YOUR TASKS:
**1)** Reproduce the excerpt about childhood stories word for word, beginning at "When I went" and stopping after "three-point shot percentage.".
**2)** In the excerpt about childhood stories, what was the worth of a woman said to lie in, according to the recurring theme?

*** EXCERPT Section Begins ***

When I went to college and started swapping childhood stories with friends over late-night 7-11 runs and study breaks in the library, I found that many of my friends—male and female—had similar stories. And it wasn’t just an African thing, either.  The same thread of traditional gender roles were woven along stories that my cultural hodgepodge of friends shared. Time and time again, the same overarching theme appeared: the worth of a woman was in her cooking prowess, and if one wanted to be a good [insert nationality here] woman, one had to know how to throw down in the kitchen like Steph Curry’s three-point shot percentage.

*** EXCERPT Section Ends ***
*** DATA FOR ANALYSIS Section Begins ***

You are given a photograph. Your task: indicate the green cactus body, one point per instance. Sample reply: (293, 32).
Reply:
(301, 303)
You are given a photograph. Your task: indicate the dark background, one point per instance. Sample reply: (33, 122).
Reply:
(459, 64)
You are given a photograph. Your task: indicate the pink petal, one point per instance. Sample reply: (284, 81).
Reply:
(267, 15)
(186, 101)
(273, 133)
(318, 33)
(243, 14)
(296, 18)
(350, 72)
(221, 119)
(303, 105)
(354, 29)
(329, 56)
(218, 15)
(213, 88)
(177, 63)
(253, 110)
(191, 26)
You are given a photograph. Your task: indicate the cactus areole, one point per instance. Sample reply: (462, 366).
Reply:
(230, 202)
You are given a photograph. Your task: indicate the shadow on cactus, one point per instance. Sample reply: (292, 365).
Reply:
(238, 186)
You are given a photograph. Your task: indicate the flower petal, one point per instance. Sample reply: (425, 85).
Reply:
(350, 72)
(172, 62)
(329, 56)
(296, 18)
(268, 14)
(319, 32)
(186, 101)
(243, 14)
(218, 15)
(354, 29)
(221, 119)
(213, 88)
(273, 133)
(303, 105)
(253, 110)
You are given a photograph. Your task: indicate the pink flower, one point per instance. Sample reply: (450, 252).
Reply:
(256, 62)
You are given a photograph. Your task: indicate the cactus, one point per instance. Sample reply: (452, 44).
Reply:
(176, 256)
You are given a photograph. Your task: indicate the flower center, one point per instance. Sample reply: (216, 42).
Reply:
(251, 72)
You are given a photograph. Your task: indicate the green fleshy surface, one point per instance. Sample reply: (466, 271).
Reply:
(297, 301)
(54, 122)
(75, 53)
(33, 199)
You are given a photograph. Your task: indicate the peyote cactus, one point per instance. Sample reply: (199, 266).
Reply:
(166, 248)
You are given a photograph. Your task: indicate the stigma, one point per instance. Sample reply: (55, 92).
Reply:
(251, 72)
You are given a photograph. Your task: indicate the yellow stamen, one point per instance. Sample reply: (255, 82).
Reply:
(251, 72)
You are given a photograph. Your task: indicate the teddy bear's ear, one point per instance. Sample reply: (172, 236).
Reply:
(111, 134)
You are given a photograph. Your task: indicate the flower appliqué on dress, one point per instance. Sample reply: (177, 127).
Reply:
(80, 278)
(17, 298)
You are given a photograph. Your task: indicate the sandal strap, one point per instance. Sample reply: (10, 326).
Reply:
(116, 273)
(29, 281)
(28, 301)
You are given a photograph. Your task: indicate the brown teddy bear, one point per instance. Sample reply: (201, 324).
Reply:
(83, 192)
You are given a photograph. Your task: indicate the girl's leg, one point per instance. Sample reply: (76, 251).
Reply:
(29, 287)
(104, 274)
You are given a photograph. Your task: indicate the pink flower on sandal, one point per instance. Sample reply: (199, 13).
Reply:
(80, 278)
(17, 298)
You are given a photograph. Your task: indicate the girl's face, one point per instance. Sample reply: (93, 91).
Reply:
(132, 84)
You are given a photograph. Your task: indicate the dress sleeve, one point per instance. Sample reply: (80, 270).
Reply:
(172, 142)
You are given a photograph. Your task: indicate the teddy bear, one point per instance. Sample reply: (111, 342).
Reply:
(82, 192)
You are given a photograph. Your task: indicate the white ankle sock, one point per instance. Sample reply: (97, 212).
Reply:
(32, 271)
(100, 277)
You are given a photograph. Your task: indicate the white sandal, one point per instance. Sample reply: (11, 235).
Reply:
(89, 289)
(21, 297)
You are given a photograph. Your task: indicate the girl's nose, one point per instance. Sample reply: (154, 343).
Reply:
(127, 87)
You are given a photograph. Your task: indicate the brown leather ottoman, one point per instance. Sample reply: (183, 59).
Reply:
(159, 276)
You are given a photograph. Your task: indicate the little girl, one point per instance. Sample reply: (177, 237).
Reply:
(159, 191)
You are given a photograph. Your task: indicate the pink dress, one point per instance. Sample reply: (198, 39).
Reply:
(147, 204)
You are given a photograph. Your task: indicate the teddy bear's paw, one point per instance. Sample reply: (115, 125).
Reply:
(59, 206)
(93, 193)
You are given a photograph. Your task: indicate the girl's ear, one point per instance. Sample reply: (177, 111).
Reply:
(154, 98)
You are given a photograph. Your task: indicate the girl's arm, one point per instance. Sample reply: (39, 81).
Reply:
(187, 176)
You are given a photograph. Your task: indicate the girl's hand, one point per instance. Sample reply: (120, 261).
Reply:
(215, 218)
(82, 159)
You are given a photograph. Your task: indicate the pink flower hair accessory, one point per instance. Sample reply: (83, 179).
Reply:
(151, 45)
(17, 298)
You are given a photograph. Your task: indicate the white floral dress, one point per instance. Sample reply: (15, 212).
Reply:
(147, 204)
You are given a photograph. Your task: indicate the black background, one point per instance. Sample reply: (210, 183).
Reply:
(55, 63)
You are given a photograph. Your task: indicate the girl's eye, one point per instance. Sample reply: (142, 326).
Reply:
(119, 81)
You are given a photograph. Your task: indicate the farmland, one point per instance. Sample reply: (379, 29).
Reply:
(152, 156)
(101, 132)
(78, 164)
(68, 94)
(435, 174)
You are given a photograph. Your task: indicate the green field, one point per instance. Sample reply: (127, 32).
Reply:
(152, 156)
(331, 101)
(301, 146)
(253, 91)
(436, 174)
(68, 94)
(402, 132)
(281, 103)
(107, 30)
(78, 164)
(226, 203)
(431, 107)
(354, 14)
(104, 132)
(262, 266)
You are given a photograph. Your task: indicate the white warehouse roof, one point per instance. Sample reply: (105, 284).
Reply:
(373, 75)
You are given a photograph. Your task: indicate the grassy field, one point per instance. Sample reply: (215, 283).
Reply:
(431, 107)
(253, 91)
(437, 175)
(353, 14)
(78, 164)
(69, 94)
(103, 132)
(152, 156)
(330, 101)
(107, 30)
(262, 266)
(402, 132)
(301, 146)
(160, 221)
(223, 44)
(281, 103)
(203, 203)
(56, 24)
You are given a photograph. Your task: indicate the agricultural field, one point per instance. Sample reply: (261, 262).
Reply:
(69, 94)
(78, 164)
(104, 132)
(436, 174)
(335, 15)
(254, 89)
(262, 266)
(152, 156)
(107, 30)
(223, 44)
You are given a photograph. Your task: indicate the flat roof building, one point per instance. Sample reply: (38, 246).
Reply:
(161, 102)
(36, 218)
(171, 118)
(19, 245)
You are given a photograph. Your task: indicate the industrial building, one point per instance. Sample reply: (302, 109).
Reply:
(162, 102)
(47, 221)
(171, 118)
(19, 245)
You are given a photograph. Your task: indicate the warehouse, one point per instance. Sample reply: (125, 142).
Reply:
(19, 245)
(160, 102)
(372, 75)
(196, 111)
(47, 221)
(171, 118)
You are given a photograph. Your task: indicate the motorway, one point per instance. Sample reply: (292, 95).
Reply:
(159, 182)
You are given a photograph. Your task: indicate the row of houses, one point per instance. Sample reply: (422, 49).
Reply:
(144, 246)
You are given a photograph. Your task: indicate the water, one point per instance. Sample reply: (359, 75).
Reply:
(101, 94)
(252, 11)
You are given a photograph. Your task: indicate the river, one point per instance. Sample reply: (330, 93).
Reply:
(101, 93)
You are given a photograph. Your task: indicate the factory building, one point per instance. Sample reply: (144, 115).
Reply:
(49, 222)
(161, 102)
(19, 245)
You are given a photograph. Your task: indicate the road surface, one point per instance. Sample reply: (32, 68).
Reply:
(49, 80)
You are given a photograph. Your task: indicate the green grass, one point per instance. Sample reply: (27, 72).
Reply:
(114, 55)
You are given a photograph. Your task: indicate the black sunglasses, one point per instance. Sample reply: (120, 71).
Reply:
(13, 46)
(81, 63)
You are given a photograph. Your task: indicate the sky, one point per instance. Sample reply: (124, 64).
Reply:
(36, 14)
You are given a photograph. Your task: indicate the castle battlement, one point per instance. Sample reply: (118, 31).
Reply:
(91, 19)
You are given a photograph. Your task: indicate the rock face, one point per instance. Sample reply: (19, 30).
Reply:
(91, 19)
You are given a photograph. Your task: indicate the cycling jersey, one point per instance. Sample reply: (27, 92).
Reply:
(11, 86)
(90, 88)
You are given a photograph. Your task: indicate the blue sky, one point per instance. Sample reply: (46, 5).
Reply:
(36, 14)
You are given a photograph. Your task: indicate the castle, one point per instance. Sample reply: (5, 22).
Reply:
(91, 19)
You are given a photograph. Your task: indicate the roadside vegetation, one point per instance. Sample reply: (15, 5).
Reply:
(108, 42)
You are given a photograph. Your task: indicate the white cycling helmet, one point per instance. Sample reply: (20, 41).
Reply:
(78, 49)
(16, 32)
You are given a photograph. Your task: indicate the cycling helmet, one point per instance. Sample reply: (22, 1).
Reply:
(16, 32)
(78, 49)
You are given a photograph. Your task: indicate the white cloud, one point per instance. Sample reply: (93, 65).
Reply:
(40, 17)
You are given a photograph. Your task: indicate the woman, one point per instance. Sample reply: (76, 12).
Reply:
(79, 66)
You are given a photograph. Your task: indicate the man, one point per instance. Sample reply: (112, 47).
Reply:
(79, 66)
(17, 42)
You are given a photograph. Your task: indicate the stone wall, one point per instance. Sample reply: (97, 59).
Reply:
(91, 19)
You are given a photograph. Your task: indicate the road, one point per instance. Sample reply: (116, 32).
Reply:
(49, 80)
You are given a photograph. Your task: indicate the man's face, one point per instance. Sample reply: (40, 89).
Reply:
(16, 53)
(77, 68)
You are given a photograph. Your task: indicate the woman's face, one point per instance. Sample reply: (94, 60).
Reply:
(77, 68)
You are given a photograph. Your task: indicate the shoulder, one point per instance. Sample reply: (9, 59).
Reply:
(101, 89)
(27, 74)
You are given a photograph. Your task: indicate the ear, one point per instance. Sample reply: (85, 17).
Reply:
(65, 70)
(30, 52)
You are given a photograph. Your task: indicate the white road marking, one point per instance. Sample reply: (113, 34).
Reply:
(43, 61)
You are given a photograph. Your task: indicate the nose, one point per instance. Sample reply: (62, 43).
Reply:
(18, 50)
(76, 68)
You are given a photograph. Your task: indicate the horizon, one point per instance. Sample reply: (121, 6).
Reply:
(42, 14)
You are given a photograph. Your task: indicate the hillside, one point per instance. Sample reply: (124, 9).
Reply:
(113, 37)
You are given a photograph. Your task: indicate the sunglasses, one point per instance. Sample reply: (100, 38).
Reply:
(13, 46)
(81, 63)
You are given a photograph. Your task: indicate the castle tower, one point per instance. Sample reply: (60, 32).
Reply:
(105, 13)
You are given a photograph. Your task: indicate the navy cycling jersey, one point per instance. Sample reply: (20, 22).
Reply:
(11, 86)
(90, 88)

*** DATA FOR ANALYSIS Section Ends ***

PROBLEM SOLUTIONS:
**1)**
When I went to college and started swapping childhood stories with friends over late-night 7-11 runs and study breaks in the library, I found that many of my friends—male and female—had similar stories. And it wasn’t just an African thing, either.  The same thread of traditional gender roles were woven along stories that my cultural hodgepodge of friends shared. Time and time again, the same overarching theme appeared: the worth of a woman was in her cooking prowess, and if one wanted to be a good [insert nationality here] woman, one had to know how to throw down in the kitchen like Steph Curry’s three-point shot percentage.

**2)** Her cooking prowess.